▶ Excerpted records:
-=-=-=-=-
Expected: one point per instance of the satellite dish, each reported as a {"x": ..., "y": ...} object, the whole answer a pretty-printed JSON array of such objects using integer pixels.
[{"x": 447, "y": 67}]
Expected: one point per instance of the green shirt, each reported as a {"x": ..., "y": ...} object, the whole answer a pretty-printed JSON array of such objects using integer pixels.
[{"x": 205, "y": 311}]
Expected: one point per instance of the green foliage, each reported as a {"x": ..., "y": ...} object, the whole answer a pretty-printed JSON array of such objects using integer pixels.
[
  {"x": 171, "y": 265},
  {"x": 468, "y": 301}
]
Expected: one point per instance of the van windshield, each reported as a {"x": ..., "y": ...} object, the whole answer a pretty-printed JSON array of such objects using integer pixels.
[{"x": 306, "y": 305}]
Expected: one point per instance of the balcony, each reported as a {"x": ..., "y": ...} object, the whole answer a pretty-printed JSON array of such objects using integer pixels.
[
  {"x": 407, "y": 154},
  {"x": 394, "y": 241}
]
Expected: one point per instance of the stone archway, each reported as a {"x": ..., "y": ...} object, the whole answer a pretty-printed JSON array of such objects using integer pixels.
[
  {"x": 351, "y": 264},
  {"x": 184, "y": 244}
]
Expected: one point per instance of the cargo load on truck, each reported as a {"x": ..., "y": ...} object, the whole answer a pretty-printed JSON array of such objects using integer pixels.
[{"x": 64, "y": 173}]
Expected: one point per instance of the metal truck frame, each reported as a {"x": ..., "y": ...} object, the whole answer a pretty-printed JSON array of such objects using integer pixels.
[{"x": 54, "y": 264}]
-=-=-=-=-
▶ What the task asks:
Rewrite all of the items above with "instance" replaced by "occurrence" everywhere it appears, leaving every other word untouched.

▶ Solution for this problem:
Expected: one point per occurrence of the satellite dish, each reported as a {"x": ..., "y": ...} object, the whole answer a pretty-printed JSON array of such objects using integer pixels.
[{"x": 447, "y": 67}]
Expected: one point per occurrence of the green shirt, each reported as a {"x": ..., "y": ...} object, the whole answer a pretty-printed JSON array of such objects using integer pixels.
[{"x": 205, "y": 311}]
Expected: one point per occurrence of the green foliage, each reported as a {"x": ..., "y": ...} object, the whole answer a pretty-printed JSON array of such objects using integer pixels.
[
  {"x": 171, "y": 265},
  {"x": 468, "y": 301}
]
Expected: one point per occurrence of the van windshield, each reported as a {"x": ..., "y": ...} object, the whole answer a pretty-printed JSON array of such objects using integer pixels.
[{"x": 306, "y": 305}]
Expected: one point per occurrence of the balcony, each reported as a {"x": ..., "y": ...} object, the whole answer a pretty-printed JSON array of such objects using integer pixels.
[
  {"x": 407, "y": 154},
  {"x": 394, "y": 241}
]
Expected: one point per occurrence of the stone archway, each reported as a {"x": ..., "y": ...} object, the whole answer a pretty-printed JSON array of such objects using integer pixels.
[
  {"x": 351, "y": 264},
  {"x": 184, "y": 244}
]
Expected: one point per occurrence of the cargo load on truck, each reported as a {"x": ..., "y": ...} object, the whole answer a pretty-printed JSON array of such objects using integer pixels.
[{"x": 64, "y": 173}]
Expected: one point per occurrence of the metal truck frame, each reported as a {"x": ..., "y": ...} object, the whole answer a pretty-printed JSON array of such objects using integer pixels.
[{"x": 54, "y": 264}]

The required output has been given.